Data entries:
################

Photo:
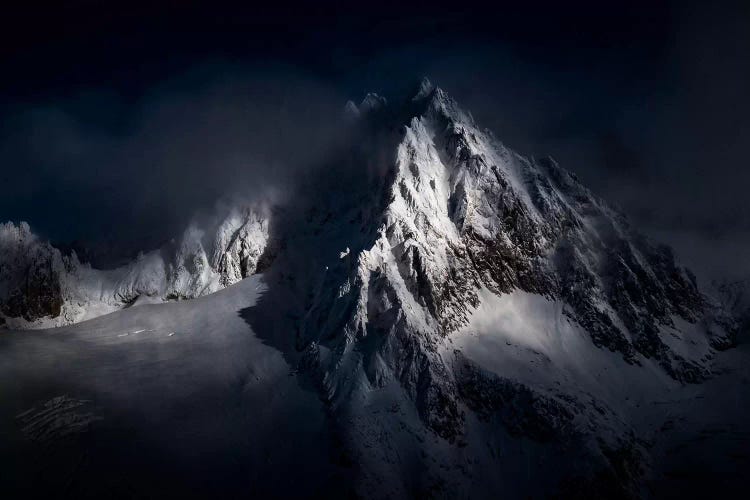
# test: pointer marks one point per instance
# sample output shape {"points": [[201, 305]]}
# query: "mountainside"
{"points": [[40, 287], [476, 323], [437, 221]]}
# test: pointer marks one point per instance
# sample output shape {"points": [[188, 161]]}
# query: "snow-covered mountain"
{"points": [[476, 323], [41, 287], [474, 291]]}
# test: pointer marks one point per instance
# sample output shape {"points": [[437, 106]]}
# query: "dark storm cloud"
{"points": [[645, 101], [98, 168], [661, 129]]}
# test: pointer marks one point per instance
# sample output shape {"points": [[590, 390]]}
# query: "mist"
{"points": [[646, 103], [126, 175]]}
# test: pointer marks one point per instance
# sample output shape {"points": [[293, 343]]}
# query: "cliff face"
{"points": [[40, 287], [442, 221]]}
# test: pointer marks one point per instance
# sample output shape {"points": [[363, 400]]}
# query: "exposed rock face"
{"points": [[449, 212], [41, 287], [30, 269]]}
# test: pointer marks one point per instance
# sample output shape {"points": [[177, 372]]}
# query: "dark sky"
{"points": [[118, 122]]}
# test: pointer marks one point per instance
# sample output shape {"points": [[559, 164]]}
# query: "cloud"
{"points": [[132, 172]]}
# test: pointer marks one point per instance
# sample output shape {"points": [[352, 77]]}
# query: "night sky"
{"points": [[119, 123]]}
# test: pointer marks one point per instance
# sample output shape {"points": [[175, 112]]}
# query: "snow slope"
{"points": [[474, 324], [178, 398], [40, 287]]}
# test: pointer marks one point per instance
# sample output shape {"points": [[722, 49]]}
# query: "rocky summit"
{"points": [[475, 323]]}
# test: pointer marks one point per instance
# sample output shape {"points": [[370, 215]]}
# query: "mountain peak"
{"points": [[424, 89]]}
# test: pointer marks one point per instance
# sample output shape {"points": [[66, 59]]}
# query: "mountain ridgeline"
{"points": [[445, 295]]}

################

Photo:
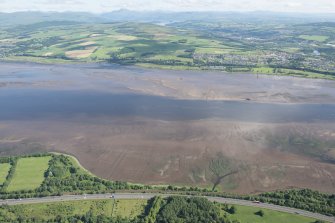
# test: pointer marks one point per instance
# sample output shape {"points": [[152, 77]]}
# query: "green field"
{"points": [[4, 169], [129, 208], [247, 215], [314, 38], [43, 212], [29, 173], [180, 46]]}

################

Work to complete => Find every line in the data above that contains the word "face", and copy each of those lines. Treat the match as case-sensitive.

Solution to this problem =>
# query: "cliff face"
# query: "exposed rock face"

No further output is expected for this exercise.